YOUR OBJECTIVE: Could you quote word for word every line below from the line with "Note: mark the white ceiling with" through the line with "pixel 222 413", both of those included?

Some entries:
↓↓↓

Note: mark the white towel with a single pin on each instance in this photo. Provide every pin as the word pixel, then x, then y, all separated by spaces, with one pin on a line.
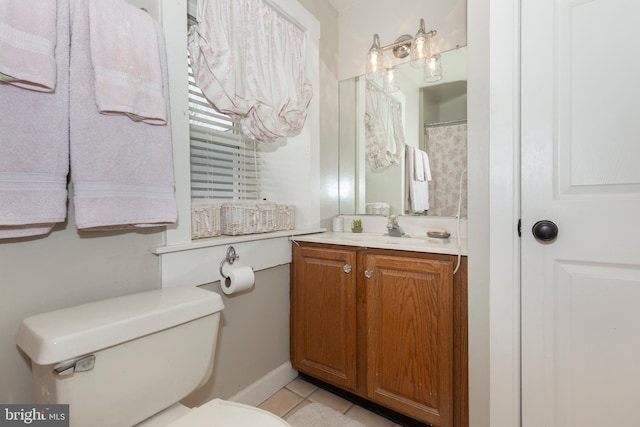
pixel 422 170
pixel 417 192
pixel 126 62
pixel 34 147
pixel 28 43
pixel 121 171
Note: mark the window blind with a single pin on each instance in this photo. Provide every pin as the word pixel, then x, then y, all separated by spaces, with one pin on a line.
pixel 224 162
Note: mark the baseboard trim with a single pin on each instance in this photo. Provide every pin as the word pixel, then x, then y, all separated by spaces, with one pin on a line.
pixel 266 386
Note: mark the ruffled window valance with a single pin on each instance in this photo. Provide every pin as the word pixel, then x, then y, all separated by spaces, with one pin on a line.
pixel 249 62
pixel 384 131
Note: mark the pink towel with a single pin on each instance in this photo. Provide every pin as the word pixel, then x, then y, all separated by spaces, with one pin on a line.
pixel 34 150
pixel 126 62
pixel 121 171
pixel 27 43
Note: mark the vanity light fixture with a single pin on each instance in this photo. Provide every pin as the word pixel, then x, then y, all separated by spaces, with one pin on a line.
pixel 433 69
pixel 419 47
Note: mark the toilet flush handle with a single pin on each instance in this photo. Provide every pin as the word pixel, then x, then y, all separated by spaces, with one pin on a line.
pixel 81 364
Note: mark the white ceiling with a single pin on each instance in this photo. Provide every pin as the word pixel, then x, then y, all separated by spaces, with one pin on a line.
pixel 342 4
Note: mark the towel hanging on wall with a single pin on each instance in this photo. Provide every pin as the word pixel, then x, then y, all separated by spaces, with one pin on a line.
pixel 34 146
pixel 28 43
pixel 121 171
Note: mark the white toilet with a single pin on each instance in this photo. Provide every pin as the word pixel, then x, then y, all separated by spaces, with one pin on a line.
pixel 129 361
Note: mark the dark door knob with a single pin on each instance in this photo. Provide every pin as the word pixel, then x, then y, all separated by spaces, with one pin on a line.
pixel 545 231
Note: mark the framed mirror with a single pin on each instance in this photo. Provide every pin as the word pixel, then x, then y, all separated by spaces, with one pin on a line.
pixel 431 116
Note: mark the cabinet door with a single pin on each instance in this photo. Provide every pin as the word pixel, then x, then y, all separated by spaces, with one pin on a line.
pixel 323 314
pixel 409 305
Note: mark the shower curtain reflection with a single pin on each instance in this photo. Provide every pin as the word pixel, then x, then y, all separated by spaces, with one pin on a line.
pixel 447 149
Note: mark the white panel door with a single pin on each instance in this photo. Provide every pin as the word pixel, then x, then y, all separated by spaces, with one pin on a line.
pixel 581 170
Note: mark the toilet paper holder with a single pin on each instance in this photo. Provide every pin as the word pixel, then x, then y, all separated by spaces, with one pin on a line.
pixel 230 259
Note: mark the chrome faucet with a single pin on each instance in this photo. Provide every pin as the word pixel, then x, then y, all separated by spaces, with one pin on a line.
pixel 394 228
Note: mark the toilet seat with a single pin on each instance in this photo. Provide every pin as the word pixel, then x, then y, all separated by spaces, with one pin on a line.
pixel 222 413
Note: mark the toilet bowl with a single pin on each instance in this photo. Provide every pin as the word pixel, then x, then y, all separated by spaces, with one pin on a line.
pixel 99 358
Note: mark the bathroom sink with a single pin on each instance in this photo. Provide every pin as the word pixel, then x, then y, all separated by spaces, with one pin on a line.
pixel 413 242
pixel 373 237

↑↑↑
↓↓↓

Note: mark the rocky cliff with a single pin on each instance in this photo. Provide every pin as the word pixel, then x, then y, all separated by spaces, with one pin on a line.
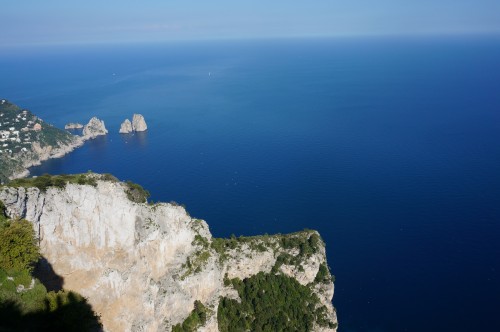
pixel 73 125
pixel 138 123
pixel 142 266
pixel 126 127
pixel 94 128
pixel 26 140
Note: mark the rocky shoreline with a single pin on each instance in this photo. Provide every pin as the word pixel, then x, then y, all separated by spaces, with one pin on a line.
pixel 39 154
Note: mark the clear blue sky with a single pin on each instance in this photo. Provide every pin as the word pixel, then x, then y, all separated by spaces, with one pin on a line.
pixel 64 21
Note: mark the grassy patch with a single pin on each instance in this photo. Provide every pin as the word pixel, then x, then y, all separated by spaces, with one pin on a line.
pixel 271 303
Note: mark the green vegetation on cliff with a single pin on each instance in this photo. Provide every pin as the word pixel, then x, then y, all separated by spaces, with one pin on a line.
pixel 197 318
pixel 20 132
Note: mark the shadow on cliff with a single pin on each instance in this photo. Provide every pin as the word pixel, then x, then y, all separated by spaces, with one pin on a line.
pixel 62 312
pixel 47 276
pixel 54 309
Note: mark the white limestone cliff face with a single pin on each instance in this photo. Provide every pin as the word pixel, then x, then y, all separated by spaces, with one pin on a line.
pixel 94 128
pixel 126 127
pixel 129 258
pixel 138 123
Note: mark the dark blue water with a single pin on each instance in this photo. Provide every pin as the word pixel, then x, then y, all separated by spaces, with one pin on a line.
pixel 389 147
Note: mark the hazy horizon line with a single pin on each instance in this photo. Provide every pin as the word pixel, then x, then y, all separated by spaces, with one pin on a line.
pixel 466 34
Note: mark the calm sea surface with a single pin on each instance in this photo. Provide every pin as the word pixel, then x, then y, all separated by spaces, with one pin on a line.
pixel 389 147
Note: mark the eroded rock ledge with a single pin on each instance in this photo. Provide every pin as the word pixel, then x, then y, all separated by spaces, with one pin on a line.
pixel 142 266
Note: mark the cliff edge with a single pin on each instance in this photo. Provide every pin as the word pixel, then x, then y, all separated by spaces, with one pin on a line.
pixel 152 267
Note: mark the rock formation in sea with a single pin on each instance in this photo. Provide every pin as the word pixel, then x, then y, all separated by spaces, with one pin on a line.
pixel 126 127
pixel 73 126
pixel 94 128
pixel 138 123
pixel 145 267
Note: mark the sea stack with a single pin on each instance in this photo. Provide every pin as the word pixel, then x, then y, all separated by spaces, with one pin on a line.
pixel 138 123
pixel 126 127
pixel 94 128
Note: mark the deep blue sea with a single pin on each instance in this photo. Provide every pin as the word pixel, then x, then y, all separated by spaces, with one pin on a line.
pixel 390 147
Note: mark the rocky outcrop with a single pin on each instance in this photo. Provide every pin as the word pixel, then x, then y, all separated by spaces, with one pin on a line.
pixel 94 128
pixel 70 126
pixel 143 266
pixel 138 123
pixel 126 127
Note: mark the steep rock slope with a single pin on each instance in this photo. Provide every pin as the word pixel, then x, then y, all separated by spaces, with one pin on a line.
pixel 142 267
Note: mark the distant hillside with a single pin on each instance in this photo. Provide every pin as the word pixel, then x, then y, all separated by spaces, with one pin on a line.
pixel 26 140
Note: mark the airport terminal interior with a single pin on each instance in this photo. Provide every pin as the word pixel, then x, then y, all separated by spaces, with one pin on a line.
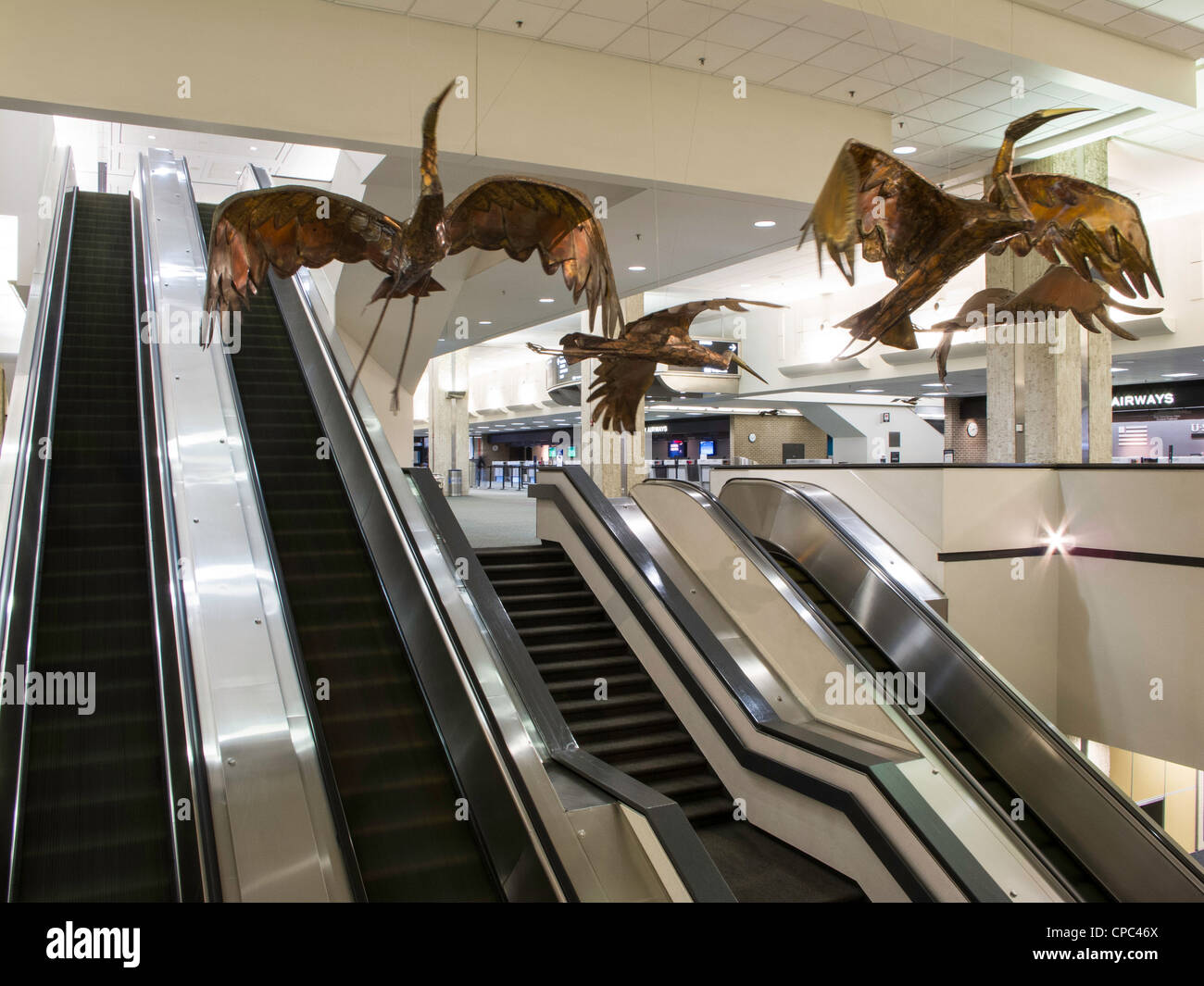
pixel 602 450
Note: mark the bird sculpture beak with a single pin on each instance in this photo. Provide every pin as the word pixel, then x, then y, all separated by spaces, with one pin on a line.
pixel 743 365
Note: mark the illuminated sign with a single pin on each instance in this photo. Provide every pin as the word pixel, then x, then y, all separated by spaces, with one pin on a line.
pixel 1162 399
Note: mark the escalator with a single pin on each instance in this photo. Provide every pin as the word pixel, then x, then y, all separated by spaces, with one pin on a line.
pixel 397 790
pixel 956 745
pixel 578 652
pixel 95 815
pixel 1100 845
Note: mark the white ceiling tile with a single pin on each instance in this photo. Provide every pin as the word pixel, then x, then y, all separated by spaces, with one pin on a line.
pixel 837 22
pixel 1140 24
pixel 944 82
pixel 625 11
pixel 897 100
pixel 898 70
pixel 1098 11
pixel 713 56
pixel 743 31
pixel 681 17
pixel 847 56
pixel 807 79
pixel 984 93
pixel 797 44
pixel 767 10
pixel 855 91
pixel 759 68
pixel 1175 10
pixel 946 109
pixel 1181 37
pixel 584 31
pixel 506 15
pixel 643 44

↑↑↑

FINISHED EXERCISE:
Note: mark the white ceiling with a single pin on each instance in this photo. Provide every pin as the word pixel, then x, then y, all separated by spaces, with one pin on a line.
pixel 342 4
Note: mark the towel hanging on wall with a single pin on each instance in this photo. Provide every pin as the word pixel, then x, then y, all separated by spaces, with one pin on a line.
pixel 34 146
pixel 28 43
pixel 121 171
Note: mark the white toilet with a single pin on each instance in this photo. Provide every pin as the word pixel, then x, then y, all separated by spaces, with one pin on a line.
pixel 129 361
Note: mark the dark door knob with a single pin on each instance in this photo. Provide every pin as the word pixel, then x, then y, all separated by spaces, with one pin on a line.
pixel 545 231
Note: mark the framed mirror with a single pin on each instance in this photo. Provide every pin as the word pixel, then x, then y, all separated by spaces, with one pin on a line.
pixel 431 116
Note: mark the cabinet door with a single pin on each instance in this photo. Provide every pin as the word pixel, then x, then y, all separated by spaces, with one pin on a line.
pixel 323 314
pixel 409 305
Note: mark the shower curtain reflection with a single pin on each instance in this photo. Provide every pin as the word pixel, then x, then y, all separated by spaces, with one pin on a line.
pixel 447 149
Note: mark the white panel door with a single pin on each instance in this photo. Provide every pin as the word pixel, then x, then y, all separated by spaces, with one pin on a line.
pixel 581 170
Note: mark the toilet paper holder with a single pin on each instance in this photo. Provide every pin as the word pixel, then x, then y, all separated by spaces, with one pin on a line.
pixel 230 259
Note: mark the chrome faucet with a single pin on each instance in this photo. Provide every pin as the word pixel, then x, then y, all separated by spaces, with one pin on a line.
pixel 394 228
Note: mark the toilet seat with a single pin on each instance in this photo. Provide every pin as the word pixel, then x, then y, all separated by spaces, with one pin on a line.
pixel 222 413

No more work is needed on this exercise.